§ **Document passage**
Minimizing Frobenius norm involving inverse

Question

I am looking for methods to solve the following minimization. Let $A\in \mathbb{R}^{n\times k}$, $B\in \mathbb{R}^{n\times m}$, $C\in \mathbb{R}^{m\times m}$ and $E\in \mathbb{R}^{m\times k}$, where $n>m>k$. Additionally, $C$ is positive definite. $$G(d)=||A-B(C+\text{diag}(d))^{-1}E||^2_F$$ Is there any hopes of finding the positive minimizer (is there just 1?) $d\geq0$ of $G$ .

§ **Pointing dataset records**

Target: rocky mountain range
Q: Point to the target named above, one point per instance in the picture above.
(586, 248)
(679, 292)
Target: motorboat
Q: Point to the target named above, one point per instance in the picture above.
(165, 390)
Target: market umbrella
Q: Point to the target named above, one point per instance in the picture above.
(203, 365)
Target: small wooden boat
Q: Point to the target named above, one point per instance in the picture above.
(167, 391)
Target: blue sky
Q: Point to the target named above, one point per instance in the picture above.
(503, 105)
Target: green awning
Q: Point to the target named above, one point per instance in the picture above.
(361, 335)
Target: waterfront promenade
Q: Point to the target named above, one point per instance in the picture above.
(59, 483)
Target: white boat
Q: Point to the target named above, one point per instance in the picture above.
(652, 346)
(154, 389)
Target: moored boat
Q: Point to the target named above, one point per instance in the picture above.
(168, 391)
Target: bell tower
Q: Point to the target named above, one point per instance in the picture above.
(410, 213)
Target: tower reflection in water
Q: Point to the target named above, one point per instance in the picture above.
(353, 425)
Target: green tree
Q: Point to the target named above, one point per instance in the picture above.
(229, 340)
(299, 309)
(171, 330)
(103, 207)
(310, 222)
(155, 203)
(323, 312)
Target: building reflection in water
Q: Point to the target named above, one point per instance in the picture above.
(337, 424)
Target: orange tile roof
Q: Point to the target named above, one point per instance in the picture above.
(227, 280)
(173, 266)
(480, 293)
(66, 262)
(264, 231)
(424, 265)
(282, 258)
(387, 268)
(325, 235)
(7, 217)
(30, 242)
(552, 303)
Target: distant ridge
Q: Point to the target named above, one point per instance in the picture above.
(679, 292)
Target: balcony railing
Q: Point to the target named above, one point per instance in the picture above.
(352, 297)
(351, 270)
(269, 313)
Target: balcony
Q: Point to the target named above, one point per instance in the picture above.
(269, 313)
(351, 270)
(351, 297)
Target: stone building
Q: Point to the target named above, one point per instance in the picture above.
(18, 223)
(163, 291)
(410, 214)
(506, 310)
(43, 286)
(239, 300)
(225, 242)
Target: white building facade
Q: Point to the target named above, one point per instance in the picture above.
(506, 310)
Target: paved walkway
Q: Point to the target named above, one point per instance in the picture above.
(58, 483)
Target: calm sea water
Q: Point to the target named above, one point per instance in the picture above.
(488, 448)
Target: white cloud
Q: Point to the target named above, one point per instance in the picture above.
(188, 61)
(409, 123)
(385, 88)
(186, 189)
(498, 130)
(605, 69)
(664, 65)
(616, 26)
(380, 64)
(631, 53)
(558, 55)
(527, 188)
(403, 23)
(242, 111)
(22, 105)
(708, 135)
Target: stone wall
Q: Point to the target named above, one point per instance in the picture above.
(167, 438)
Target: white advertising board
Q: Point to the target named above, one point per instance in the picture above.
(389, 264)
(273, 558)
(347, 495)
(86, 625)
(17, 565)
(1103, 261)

§ **What you need to do**
(1) In the Frobenius norm question, what does the asker hope to find for G, and what are they unsure about?
(2) Continue the Frobenius norm question with the next part of the thread after its last sentence.

§ **Responses per task**
(1) The asker wants a method to find a positive minimizer d ≥ 0 of G(d) = ||A − B(C + diag(d))^{-1}E||²_F. They are unsure whether such a minimizer can be found at all and whether there is only one.

(2)
Answer 1

$ \def\R#1{{\mathbb R}^{#1}} \def\o{{\tt1}} \def\g{\gamma} \def\t{\times} \def\bR#1{\big(#1\big)} \def\BR#1{\Big(#1\Big)} \def\LR#1{\left(#1\right)} \def\op#1{\operatorname{#1}} \def\diag#1{\op{diag}\LR{#1}} \def\Diag#1{\op{Diag}\LR{#1}} \def\trace#1{\op{Tr}\LR{#1}} \def\frob#1{\left\| #1 \right\|_F} \def\qiq{\quad\implies\quad} \def\mt{\mapsto} \def\p{\partial} \def\grad#1#2{\frac{\p #1}{\p #2}} \def\c#1{\color{red}{#1}} \def\CLR#1{\c{\LR{#1}}} $Let's use a variable naming convention wherein an upper/lower letter denotes a matrix/vector and a Greek letter denotes a scalar. Under this scheme, the only variable that needs to be renamed is $\,G\to\g$.

Also, to avoid confusion with differential operations, let's rename $d\to x.$

To enforce positivity, construct $x$ from an unconstrained vector $w$ $$\eqalign{ x &= \exp(w) \qiq x \ge 0 \\ dx &= x\odot dw \\ }$$ where $\exp(w)$ is applied elementwise and $\odot$ denotes the elementwise product.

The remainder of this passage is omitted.